▶ **Excerpted text**

— begin —

In a new study, researchers from the Laboratory for Engineering Design (LECAD) and the Laboratory for Hydraulic Machines (LVTS) have demonstrated that, using a high-performance high-speed camera, it is possible to monitor the formation of bending tooth deflections of polymer gear teeth during operation. The results of the described research are published in the prestigious journal Materials & Design (IF=9.417) (link below).
Polymer gears are increasingly replacing metal gears in lightweight applications in a multitude of different industry segments such as e-mobility, home appliances, automotive, robotics, industrial automation, and many others. The successful use of polymers as gear materials requires an extremely good knowledge of their thermomechanical behavior and resistance to damage processes such as fatigue, wear, pitting and thermally induced inelastic deformations. The mentioned processes take place gradually during a greater number of gear running cycles and have their origin in the so-called gear meshing phase, i.e., during a short period when an given pair of gear teeth is in sliding-rolling contact. Understanding the meshing process, which in turn affects both the stress-strain conditions in the gear structure as well as the processes of friction and heat generation due to thermal losses, is critical to developing high-performance polymer gear drives that can withstand the set operating conditions and achieve the required service life.

— end —

▶ **Directions for this task**
Copy the polymer gear article from "In a new study, researchers" to "(IF=9.417) (link below).", putting "digital camera" in place of "high-speed camera".

Listing:
— begin —

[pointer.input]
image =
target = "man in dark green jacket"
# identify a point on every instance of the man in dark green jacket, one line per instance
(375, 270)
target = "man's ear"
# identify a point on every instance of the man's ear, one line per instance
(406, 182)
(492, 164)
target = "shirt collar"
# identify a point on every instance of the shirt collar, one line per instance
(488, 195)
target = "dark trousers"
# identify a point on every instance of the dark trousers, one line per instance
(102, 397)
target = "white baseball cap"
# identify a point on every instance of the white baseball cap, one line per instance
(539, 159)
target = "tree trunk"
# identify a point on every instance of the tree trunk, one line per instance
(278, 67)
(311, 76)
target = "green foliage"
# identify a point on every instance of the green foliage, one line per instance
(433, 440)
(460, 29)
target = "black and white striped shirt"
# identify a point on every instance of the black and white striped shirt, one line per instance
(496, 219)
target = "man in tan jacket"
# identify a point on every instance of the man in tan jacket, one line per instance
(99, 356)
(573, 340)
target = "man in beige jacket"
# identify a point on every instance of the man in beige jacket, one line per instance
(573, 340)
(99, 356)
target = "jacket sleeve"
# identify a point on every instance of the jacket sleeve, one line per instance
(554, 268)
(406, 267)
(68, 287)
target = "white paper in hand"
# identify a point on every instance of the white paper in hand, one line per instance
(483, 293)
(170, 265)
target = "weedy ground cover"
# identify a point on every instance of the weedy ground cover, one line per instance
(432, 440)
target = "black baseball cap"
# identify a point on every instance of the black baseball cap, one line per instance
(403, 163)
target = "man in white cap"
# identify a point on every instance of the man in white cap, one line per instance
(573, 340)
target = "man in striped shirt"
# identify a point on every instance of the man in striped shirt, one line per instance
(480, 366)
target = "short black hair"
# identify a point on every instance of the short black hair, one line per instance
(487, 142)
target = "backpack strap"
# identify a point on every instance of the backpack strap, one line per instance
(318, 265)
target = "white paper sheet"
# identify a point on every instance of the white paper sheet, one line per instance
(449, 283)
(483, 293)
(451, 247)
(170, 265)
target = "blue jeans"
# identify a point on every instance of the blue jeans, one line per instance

— end —

▶ **The reply**
In a new study, researchers from the Laboratory for Engineering Design (LECAD) and the Laboratory for Hydraulic Machines (LVTS) have demonstrated that, using a high-performance digital camera, it is possible to monitor the formation of bending tooth deflections of polymer gear teeth during operation. The results of the described research are published in the prestigious journal Materials & Design (IF=9.417) (link below).